Florida State scored first following a 25-yard touchdown run by Lorenzo Booker, making it 7–0 FSU. UCLA responded just 34 seconds later after quarterback Patrick Cowan threw a 78-yard touchdown pass to wide receiver Brandon Breazell to tie the game at 7–7. With 20 seconds left in the first quarter, Justin Medlock kicked a 46-yard field goal to put the Bruins up 10–7.

With 12:20 left in the half, Gary Cismesia kicked a 39-yard field goal to tie the game at 10. With 8:40 left in the half, Cowan found wide receiver Junior Taylor for a 7-yard touchdown pass, to put UCLA up 17–10. With 2:34 in the half, Medlock nailed a 19-yard field goal, increasing UCLA's lead to 20–10. Florida State answered with a 21-yard field goal from Gary Cismesia before halftime, making it 20-13 UCLA.

In the third quarter, Cismesia kicked a 36-yard field goal, pulling FSU to within 20–16. With 8:58 left in the quarter, Lawrence Timmons recovered a blocked punt, and returned it 25 yards for a touchdown, giving FSU a 23–20 lead. Chane Moline later scored on an 8-yard touchdown run, as UCLA reclaimed the lead at 27–23.

In the fourth quarter, Drew Weatherford threw a 30-yard touchdown pass to wide receiver Greg Carr, and Florida State took a 30–27 lead with 9:46 left in the game. Lorenzo Booker added a 3-yard touchdown run with 6:17, to increase the lead to 37–27. With 5:04 left in the game, Florida State sealed the deal with an 86-yard interception return by cornerback Tony Carter, making the final score 44–27, FSU.

==Aftermath==
On February 8, 2010, as punishment for the Florida State University academic-athletic scandal, Florida State University agreed to accept NCAA sanctions against its athletic programs, and agreed to vacate 12 football victories, including the 2006 Emerald Bowl victory over UCLA. Florida State stated their intention to return the championship trophy.

Data listing.
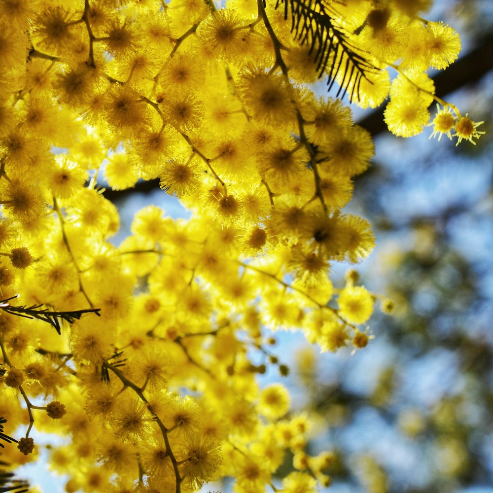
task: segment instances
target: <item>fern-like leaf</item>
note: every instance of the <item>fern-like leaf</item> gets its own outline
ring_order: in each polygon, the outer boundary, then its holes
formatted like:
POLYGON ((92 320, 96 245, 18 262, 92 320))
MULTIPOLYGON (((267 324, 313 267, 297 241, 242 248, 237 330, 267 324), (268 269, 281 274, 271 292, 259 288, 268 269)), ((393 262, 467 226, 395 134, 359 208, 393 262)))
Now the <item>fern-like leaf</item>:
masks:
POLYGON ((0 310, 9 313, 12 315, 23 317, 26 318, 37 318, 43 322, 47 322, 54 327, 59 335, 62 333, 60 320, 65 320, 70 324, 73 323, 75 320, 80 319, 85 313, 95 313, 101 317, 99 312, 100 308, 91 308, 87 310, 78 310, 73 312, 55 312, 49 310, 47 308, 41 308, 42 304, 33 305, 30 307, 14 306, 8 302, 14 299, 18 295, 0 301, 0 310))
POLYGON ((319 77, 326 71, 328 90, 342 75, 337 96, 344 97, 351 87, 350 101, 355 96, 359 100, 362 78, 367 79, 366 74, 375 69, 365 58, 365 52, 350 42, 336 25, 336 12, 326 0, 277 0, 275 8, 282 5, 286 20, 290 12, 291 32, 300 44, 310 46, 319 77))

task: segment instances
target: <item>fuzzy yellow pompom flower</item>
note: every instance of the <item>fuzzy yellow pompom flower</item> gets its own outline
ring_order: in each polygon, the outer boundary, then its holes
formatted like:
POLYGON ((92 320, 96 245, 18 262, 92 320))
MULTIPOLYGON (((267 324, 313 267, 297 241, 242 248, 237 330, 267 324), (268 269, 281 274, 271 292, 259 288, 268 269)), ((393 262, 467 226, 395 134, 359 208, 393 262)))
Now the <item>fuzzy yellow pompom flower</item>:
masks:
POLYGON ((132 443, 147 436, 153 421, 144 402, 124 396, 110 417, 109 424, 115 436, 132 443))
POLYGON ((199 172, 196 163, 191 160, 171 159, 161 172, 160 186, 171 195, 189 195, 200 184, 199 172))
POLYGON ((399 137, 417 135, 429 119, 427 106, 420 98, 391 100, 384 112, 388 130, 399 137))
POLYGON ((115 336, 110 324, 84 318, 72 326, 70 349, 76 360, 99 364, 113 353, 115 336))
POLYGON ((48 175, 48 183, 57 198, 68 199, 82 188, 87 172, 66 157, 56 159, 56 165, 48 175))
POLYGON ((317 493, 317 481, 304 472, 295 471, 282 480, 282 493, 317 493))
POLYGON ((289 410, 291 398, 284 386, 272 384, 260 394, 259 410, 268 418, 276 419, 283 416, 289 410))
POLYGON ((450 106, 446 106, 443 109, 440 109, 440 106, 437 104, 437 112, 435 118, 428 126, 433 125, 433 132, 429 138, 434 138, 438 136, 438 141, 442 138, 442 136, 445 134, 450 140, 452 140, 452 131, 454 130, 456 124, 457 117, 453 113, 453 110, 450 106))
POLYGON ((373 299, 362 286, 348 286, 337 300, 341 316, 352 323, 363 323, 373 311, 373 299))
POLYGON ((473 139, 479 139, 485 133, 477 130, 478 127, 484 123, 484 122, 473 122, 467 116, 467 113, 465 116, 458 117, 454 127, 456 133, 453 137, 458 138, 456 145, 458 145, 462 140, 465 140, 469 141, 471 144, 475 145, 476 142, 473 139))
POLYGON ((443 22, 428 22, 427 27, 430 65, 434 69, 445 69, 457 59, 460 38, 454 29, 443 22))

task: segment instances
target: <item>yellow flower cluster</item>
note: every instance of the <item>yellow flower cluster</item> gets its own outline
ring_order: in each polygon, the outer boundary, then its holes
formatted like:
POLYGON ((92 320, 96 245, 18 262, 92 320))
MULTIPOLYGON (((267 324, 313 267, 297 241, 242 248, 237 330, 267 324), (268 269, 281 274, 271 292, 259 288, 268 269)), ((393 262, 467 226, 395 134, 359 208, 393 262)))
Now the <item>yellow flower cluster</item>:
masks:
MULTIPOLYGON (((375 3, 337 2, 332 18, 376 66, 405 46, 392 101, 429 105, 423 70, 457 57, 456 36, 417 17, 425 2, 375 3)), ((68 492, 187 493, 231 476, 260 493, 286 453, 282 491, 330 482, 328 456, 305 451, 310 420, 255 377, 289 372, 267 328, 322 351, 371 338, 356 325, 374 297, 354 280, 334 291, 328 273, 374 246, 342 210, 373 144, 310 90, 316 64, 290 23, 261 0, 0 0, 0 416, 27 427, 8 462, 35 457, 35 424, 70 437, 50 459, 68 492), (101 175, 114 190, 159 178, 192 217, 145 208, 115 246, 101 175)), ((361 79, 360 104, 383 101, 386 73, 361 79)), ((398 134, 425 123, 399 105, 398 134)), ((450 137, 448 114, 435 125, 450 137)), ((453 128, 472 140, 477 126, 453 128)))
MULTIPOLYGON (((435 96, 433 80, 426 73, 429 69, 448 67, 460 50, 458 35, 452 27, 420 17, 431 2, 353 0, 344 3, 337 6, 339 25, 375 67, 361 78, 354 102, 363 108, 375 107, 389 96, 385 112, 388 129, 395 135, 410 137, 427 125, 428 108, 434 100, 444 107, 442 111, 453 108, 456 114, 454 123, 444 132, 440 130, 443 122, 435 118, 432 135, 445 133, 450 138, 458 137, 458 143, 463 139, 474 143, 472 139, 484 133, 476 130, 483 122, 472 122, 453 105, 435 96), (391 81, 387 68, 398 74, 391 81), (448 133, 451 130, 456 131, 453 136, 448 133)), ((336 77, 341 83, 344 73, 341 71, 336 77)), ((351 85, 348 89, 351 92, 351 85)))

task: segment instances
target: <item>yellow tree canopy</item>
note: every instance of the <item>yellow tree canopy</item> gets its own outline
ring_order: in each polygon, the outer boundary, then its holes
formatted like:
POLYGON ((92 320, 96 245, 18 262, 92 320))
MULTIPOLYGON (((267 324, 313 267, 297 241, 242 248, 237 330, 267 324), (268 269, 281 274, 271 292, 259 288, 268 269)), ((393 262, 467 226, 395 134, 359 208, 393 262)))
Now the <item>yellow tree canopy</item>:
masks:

Actions to take.
- 1) Answer these from the Emerald Bowl account, one line each:
(a) Who threw the 78-yard touchdown pass to Brandon Breazell?
(b) What was the score at halftime?
(c) On what date did Florida State agree to accept NCAA sanctions?
- 2) Please restate word for word the part of the Emerald Bowl account that opens with the words containing "In the fourth" and closes with "score 44–27, FSU.".
The listing above was drawn from a different source than the Emerald Bowl account.

Outputs for the tasks.
- 1)
(a) Patrick Cowan
(b) 20–13 UCLA
(c) February 8, 2010

- 2)
In the fourth quarter, Drew Weatherford threw a 30-yard touchdown pass to wide receiver Greg Carr, and Florida State took a 30–27 lead with 9:46 left in the game. Lorenzo Booker added a 3-yard touchdown run with 6:17, to increase the lead to 37–27. With 5:04 left in the game, Florida State sealed the deal with an 86-yard interception return by cornerback Tony Carter, making the final score 44–27, FSU.